> **THINGS TO DO**:
A – Repeat everything in the John Weld obituary from "John Weld died" down to "requiring professional care.".
B – List every specific year that appears as a four-digit number in the John Weld obituary, leaving out any decade such as a year followed by "s".

> **TEXT PASSAGE**:
Publisher Weld dies at 98

Barbara Diamond

In the past 18 years, I have written many stories about John Weld,

the man, the Laguna Beach newspaper publisher, the author. This is

one story I wanted never to write.

John Weld died June 14. He was 98. No memorial service is planned.

John suffered a stroke six years ago, impairing his speech and

requiring professional care.

"To the end, he remained my darling John," said Katy Weld, his

wife of 67 years. "But he wasn't happy. He wanted to come home and

not be with strangers."

The Welds met when he was working as a screenwriter in Hollywood

in 1932. This was John's second try for a career in Tinseltown, where

he had worked years earlier as a stunt man. She was an actress with

the stage name of Gigi Parrish, a rising star and the most "beautiful

woman" he had ever seen, he wrote in the foreword of one of his

books.

After a complicated courtship, the couple moved to Laguna Beach in

1937, where John eventually opened a Ford dealership in 1948, after

years as chief copywriter for Ford Motor Co.

They published the Laguna Beach Post from 1949 to 1965 in

partnership with "Bud" Desenberg. Katy managed the office. John wrote

"Our Town," a very personal column -- often hilarious, sometimes

bawdy -- featured for 18 years on the front page. It always ended

with "Laguna I love you."

A compendium of the columns was published in book form in 1996.

The late Phil Interlandi illustrated it. It was the ninth book of the

10 John had published. The last was a biography of actor Walter

Houston, a friend from John's sojourn in Europe in the 1920s.

[Extracted data entries]

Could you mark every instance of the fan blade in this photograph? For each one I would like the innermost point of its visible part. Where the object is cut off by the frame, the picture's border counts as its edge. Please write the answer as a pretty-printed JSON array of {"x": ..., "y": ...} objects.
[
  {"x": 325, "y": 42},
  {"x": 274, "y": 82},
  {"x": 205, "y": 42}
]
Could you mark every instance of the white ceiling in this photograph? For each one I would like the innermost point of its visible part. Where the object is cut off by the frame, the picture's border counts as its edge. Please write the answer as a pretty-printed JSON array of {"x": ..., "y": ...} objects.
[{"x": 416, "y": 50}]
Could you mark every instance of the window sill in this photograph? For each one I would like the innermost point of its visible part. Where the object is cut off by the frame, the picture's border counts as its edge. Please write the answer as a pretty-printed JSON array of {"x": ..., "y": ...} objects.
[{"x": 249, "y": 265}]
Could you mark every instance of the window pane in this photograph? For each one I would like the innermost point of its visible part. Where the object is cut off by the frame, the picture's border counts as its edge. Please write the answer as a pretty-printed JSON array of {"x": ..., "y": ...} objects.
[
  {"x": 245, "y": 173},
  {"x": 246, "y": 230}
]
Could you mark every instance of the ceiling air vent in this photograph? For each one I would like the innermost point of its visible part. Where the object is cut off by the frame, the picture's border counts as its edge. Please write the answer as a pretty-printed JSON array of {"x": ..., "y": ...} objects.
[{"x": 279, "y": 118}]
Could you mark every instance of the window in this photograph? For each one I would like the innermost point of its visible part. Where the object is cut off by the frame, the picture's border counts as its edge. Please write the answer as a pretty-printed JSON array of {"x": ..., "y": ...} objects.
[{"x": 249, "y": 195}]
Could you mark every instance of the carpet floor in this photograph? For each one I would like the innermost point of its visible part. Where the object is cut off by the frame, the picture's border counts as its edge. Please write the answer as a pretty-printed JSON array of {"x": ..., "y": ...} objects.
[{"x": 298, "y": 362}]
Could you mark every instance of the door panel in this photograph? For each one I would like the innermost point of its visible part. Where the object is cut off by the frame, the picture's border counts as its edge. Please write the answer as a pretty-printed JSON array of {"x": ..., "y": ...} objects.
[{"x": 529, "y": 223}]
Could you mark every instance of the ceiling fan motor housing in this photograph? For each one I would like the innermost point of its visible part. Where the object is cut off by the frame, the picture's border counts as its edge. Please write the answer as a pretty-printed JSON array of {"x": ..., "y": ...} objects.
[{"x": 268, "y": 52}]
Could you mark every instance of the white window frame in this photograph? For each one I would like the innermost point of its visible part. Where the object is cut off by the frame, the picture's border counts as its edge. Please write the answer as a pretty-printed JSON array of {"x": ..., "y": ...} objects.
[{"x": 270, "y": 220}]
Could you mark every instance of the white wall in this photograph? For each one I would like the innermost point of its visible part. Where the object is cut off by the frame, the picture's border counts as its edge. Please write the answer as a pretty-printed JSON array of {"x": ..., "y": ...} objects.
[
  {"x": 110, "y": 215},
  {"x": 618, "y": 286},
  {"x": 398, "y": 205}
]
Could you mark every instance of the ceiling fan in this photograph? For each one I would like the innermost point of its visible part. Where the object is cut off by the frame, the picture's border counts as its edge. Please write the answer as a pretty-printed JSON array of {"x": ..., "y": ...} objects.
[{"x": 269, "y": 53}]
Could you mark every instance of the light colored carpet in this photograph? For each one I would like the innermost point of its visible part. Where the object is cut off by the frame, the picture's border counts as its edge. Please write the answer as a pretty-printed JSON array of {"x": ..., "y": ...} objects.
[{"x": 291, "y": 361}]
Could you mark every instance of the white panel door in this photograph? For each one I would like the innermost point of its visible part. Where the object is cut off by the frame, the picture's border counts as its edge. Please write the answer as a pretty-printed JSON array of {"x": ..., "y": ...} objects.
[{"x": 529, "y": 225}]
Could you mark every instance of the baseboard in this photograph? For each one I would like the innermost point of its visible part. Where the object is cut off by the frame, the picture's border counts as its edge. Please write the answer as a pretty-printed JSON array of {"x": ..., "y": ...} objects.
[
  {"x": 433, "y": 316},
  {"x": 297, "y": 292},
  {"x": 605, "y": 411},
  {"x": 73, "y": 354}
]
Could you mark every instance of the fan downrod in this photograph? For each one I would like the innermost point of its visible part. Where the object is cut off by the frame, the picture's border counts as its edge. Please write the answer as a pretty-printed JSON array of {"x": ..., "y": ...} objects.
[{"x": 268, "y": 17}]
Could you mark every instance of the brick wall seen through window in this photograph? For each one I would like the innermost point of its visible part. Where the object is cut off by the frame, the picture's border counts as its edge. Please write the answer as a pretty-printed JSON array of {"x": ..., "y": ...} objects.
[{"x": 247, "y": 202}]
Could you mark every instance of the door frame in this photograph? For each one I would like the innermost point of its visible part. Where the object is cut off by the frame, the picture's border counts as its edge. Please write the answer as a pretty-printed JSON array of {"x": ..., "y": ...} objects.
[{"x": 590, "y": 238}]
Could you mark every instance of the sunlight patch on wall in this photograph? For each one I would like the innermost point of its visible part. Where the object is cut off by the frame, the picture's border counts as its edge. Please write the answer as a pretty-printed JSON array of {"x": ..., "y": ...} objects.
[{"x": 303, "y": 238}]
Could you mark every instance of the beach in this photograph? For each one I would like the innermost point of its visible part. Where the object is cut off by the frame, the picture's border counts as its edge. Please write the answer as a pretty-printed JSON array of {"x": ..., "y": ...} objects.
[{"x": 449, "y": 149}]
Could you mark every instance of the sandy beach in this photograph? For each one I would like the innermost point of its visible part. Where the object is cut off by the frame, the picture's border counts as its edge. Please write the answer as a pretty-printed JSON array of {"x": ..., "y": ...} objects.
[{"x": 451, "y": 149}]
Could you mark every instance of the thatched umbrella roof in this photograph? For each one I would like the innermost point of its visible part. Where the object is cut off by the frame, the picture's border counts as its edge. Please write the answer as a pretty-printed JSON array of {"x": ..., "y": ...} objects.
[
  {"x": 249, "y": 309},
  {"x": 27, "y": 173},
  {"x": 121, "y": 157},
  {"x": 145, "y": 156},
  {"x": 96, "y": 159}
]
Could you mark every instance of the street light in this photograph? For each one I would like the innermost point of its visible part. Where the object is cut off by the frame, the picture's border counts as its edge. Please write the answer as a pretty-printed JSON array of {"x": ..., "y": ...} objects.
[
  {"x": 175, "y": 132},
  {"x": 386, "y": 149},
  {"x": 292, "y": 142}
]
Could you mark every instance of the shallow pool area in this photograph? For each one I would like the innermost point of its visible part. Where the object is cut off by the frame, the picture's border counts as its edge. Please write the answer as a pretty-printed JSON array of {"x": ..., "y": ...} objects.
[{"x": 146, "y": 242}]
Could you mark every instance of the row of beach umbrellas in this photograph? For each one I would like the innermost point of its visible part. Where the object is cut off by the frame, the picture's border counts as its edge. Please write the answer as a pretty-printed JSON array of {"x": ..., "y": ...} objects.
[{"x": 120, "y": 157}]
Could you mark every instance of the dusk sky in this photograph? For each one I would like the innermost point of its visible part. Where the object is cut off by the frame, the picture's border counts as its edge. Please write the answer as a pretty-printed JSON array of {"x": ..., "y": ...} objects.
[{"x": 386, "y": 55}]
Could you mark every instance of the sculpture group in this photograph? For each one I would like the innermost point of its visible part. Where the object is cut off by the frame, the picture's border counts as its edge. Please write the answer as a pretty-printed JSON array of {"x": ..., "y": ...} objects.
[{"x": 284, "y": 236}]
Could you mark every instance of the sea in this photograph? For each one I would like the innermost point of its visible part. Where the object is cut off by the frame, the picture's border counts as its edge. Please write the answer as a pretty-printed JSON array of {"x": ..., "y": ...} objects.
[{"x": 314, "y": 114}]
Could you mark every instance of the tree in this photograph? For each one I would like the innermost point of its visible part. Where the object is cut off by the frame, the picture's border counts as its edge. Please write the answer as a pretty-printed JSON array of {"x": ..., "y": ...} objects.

> **ACTIVITY ANSWERS**:
A –
John Weld died June 14. He was 98. No memorial service is planned.

John suffered a stroke six years ago, impairing his speech and

requiring professional care.

B –
1932
1937
1948
1949
1965
1996